---------- Excerpt
The forecast calls for more snow flurries this week with an icy wind that can make the low temperatures feel even colder.

With the wintry weather, the Anacortes Family Center staff is working to get people off the streets at night.

With funding from Skagit County, a local family and churches in the area, the center expanded its hotel/motel voucher system this winter to help those who would be out in the cold, center Director Dustin Johnson said.

The increased effort is new this year, in response to the closing of the Salvation Army Cold Weather Shelter. The program will cost about $75,000 for the three months it is in place, Johnson said. The center is accepting donations for the voucher program year-round.

The program means a lot of hours checking people in and out of the motels and tracking down people who are living on the streets, said Jordy Pratt, the center’s community resource manager.

“It’s so rewarding getting people off the street, especially with weather plummeting right now,” she said.

This program is working to make sure people are warm and, as snow continues to fall, “keeping them alive,” Pratt said.

More people are hearing about the cold-weather program and reaching out for help, she said. The program continues until March and can serve around 15 people at a time, including up to two families with children, he said.
--------------------
---------- Record excerpts
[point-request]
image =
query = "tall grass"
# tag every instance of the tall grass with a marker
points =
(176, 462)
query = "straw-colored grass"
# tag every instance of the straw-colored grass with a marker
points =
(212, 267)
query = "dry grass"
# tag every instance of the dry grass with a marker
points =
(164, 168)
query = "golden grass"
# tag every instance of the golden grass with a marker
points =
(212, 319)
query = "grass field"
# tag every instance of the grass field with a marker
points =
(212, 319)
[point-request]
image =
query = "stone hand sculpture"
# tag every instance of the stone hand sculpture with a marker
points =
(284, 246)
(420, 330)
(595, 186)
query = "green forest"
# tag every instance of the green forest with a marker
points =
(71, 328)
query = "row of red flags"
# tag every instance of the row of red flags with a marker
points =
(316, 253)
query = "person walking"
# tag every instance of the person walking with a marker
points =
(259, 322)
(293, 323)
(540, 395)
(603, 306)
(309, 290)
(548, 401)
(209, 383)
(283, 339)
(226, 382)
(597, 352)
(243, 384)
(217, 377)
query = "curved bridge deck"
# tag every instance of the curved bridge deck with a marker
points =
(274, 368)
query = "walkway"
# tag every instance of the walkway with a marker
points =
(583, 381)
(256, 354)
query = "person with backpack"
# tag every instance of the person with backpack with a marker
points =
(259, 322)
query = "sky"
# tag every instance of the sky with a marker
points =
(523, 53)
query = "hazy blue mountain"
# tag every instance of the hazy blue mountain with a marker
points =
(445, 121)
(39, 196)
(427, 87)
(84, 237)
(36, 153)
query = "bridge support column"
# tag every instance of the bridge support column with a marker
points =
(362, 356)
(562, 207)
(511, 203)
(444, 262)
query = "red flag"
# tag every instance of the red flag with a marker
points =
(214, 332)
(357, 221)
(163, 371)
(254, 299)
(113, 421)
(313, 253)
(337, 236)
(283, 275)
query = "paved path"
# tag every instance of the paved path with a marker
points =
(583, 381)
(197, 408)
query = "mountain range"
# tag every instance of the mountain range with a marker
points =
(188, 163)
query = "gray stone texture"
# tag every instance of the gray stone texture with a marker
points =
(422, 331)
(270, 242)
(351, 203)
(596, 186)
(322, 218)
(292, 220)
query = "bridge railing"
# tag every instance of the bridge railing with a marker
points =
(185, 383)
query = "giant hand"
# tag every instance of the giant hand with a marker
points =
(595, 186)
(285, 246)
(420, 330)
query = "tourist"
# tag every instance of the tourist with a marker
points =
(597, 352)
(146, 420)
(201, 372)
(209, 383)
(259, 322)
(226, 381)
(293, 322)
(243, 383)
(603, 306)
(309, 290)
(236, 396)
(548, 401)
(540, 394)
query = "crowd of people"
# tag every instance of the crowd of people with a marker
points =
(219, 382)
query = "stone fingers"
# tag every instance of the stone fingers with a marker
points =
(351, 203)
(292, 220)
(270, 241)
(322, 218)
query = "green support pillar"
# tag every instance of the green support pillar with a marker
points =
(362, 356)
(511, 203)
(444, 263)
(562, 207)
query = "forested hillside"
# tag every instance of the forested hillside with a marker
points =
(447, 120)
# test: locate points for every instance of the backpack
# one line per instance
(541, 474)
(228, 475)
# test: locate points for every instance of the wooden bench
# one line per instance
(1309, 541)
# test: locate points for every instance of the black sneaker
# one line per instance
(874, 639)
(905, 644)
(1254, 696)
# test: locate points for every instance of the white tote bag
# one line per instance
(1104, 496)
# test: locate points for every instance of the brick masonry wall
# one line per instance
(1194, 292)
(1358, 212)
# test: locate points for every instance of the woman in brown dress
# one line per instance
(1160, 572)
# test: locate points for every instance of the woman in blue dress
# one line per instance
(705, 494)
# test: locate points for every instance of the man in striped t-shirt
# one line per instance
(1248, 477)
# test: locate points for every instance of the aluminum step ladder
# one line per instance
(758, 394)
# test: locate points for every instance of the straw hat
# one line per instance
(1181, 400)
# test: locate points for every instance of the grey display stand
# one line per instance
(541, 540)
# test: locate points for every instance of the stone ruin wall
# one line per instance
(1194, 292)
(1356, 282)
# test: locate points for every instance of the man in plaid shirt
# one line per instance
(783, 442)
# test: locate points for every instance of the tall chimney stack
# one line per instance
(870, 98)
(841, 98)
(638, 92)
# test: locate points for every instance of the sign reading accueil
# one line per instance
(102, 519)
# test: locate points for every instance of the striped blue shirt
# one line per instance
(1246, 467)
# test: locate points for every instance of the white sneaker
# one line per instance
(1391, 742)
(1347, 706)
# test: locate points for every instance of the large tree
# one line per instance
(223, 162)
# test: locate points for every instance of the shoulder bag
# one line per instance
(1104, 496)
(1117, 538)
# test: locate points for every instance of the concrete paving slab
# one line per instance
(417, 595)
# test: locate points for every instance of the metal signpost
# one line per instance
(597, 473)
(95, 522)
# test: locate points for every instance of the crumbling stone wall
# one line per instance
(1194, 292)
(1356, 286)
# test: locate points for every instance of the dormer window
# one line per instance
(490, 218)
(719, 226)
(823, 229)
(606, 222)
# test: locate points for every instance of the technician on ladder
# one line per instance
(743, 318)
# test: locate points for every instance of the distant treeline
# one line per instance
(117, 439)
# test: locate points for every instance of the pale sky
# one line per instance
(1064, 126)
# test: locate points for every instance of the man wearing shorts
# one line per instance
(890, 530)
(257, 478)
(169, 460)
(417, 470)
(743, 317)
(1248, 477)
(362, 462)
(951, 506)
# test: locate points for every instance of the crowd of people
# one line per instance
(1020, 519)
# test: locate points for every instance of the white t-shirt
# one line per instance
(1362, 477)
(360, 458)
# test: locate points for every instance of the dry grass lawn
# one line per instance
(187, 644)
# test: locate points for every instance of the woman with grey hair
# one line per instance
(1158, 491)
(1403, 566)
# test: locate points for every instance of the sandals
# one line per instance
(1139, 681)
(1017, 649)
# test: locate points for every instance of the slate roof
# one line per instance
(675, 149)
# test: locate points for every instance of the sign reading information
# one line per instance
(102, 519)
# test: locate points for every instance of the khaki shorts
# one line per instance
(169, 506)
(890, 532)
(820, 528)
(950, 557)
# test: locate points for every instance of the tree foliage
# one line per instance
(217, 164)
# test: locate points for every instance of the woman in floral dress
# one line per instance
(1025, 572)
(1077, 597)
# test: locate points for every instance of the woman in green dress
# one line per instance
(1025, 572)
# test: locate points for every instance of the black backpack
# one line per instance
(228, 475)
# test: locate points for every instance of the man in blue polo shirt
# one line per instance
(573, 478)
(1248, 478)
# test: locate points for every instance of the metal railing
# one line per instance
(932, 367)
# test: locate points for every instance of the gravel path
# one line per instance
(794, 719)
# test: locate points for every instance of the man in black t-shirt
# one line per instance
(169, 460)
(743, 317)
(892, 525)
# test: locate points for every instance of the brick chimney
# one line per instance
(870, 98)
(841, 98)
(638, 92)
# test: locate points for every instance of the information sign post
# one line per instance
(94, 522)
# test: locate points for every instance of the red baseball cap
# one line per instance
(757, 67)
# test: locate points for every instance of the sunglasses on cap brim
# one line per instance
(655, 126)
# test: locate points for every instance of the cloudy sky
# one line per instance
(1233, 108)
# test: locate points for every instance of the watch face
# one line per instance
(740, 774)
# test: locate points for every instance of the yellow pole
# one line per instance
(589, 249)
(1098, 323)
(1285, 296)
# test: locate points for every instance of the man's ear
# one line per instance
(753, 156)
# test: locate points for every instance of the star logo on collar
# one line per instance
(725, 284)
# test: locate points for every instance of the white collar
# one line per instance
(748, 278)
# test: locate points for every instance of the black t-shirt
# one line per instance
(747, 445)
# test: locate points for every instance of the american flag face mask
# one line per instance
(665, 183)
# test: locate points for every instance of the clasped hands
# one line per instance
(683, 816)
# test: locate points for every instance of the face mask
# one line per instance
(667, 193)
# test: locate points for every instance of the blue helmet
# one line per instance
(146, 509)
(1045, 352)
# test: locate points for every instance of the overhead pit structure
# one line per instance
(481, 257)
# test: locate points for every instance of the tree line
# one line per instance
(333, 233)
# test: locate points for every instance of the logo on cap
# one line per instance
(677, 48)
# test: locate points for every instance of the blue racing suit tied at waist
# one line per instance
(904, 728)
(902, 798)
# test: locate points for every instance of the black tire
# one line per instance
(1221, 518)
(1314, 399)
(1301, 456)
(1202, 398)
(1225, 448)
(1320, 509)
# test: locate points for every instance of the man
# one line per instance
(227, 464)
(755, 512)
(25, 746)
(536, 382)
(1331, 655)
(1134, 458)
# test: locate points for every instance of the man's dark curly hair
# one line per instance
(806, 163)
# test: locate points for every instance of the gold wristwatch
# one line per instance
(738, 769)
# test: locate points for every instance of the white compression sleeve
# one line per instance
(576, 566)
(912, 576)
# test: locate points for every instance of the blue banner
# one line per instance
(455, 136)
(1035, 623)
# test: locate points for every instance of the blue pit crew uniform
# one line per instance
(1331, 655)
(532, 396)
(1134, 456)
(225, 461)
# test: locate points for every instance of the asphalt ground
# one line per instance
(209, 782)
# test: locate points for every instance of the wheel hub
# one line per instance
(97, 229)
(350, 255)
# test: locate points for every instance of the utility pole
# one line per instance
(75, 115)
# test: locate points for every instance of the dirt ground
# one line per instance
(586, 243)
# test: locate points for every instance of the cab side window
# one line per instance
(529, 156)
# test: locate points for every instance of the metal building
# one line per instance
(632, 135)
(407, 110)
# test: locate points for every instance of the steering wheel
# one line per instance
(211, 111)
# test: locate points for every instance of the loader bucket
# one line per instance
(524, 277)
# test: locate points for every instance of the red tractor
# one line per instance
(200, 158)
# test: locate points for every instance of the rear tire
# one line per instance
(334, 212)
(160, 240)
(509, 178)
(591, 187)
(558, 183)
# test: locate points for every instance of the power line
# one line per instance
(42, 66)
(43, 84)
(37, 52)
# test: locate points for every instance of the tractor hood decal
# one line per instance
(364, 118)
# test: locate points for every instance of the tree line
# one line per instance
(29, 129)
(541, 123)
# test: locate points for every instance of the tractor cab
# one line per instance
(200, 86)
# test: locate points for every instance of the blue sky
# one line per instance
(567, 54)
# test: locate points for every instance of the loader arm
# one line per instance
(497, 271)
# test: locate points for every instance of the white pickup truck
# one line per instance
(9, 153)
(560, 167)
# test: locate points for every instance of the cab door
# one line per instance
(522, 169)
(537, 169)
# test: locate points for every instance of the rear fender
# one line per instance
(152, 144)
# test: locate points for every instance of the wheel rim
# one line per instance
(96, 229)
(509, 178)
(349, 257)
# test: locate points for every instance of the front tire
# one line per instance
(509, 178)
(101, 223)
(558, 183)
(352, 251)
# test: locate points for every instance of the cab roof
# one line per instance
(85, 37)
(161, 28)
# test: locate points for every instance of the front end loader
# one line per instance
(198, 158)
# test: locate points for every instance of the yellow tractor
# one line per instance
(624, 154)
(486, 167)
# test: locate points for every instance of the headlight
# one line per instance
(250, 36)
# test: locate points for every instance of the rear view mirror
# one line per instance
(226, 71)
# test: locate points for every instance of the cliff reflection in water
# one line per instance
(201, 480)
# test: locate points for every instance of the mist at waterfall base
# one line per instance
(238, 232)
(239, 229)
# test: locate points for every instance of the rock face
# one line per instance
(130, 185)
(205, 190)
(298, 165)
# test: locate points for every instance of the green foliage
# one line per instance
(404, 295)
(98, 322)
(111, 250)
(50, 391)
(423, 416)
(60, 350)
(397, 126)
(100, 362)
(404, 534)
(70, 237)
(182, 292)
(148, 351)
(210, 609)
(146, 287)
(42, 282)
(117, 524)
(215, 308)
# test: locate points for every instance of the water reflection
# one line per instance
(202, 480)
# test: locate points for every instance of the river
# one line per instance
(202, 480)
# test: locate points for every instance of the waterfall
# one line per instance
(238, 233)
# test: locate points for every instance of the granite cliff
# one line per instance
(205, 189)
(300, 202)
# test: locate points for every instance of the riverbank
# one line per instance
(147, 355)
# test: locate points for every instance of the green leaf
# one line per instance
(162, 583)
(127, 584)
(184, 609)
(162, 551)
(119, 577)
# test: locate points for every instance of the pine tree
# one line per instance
--------------------
Activity list
1. Reproduce the part of the article on the Anacortes Family Center's winter voucher program starting at "With funding from" and ending at "Dustin Johnson said.".
2. Answer these questions using the article on the Anacortes Family Center's winter voucher program.
(a) About how much will the program cost for the three months it is in place?
(b) What is Jordy Pratt's position at the center?
(c) The closing of which shelter prompted the increased effort this year?

Answers below
1.
With funding from Skagit County, a local family and churches in the area, the center expanded its hotel/motel voucher system this winter to help those who would be out in the cold, center Director Dustin Johnson said.

2.
(a) About $75,000.
(b) Community resource manager.
(c) The Salvation Army Cold Weather Shelter.